**Stated problem:**
Retype the listing below line for line, changing nothing.
* Begin Material shown *
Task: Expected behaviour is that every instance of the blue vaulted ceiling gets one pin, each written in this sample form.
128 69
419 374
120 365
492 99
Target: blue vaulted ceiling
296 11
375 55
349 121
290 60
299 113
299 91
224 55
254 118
* End Material shown *
**Answer:**
Task: Expected behaviour is that every instance of the blue vaulted ceiling gets one pin, each written in this sample form.
128 69
419 374
120 365
492 99
Target: blue vaulted ceiling
296 11
375 55
349 121
290 60
299 113
299 91
224 55
254 118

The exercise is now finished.